··· Texto do exercício ···

“Paciente portadora de doença de Alzheimer, em estado vegetativo persistente, restrita ao leito, estável clinicamente”.
Recebi o relatório médico e por alguns instantes li e reli. Repetidas vezes. Aquele papel resumia uma doença neurodegenerativa avançada. Mas não conseguia descrever quem era aquela pessoa, portadora daqueles diagnóstico e prognóstico. Aquela pessoa por detrás daquele relatório era a minha mãe.
Depois daquele dia, ela viveu por mais cinco anos. Acamada, com sonda para alimentação, inerte na maior parte do tempo, com pequenos reflexos e tentativas de interação que conseguiam expressar dor ou desconforto e, por vezes, o esboço de um sorriso. Foram 25 anos de enfrentamento de uma doença incurável que, aos poucos, foi lhe impedindo de manter uma vida de relação, dentro dos modelos de interação que conhecemos. A pergunta que ficou para mim ao longo desse tempo foi: a partir de quando a vida de minha mãe começou a terminar?
Objetivamente, a terminalidade da vida biológica é determinada a partir do diagnóstico de uma doença irreversível, que conduz a pessoa para os seus últimos seis meses de vida, com sinais e sintomas que indicam essa probabilidade.
No entanto, nem todas as doenças graves e incuráveis necessariamente obedecem essa cronologia de tempo. A terminalidade, do ponto de vista subjetivo, traria implícita também a ideia de uma vida que escapa por entre os dedos de forma lenta, sem prazo determinado. Falo de uma vida que se apaga aos poucos, com prejuízo da funcionalidade, o que impede a pessoa de preservar a sua autonomia.
A vida da minha mãe, no sentido pleno de seu exercício, começou a terminar quando, aos poucos, foi perdendo a capacidade de se lembrar do nome das coisas ou das pessoas, de cuidar de sua higiene pessoal, de controlar os esfíncteres, de se alimentar pela via oral, de se locomover, de escolher sozinha a sua própria posição na cama e de depender do apoio de cuidadores.

···

_Instruções das tarefas_
1: Copie do relato sobre a mãe com Alzheimer o trecho que vai de "A vida da minha" até "apoio de cuidadores.".
2: Prossiga com o relato sobre a mãe com Alzheimer, começando logo depois da última frase dele.
Os dados que vêm depois não têm nenhum papel aqui.

··· Dados abaixo ···

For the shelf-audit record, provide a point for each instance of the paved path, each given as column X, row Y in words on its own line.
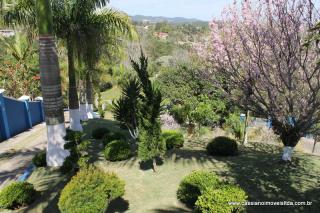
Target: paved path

···

_Resultados das tarefas_
1:
A vida da minha mãe, no sentido pleno de seu exercício, começou a terminar quando, aos poucos, foi perdendo a capacidade de se lembrar do nome das coisas ou das pessoas, de cuidar de sua higiene pessoal, de controlar os esfíncteres, de se alimentar pela via oral, de se locomover, de escolher sozinha a sua própria posição na cama e de depender do apoio de cuidadores.

2:
O Alzheimer a impediu de se manter em movimento. Apesar disso, tudo ao seu redor se movia para que ela estivesse confortável, com a pele quentinha e hidratada, com cobertor para os dias frios e janelas abertas para o vento fresco nos dias de calor.
A HISTÓRIA DE SUA VIDA E O SEU LEGADO ERAM MUITO MAIORES DO QUE A SUA DOENÇA – E EU VOU HONRÁ-LA.
A vida da minha mãe terminou há 5 anos. Mas ela vive em mim: enquanto eu respirar ela existirá. Do mesmo jeito que a vida da minha mãe não acabou exatamente no dia da morte dela, também não deixou de existir no dia do velório. Eu a perpetuo de novas formas, do meu jeito. Um deles é o fato de que eu me tornei psicóloga com atuação em cuidados paliativos a partir deste processo com a minha mãe. Desde pequena, minha mãe foi meu impulso. Mais recentemente, minha mãe me deu meu maior propósito. Ela é meu começo, meu meio, meu fim, meu eterno.
É sobre terminalidade que nós vamos sempre conversar neste espaço. Sobre os dias meio cheios de névoa que a terminalidade causa – tanto pra quem vai quanto pra quem fica. E o que podemos encontrar entre um suspiro e outro.
E no seu caso? Quem se mantém vivo em você? Como você faz para que essa pessoa continue existindo nos seus dias, ainda que já tenha partido?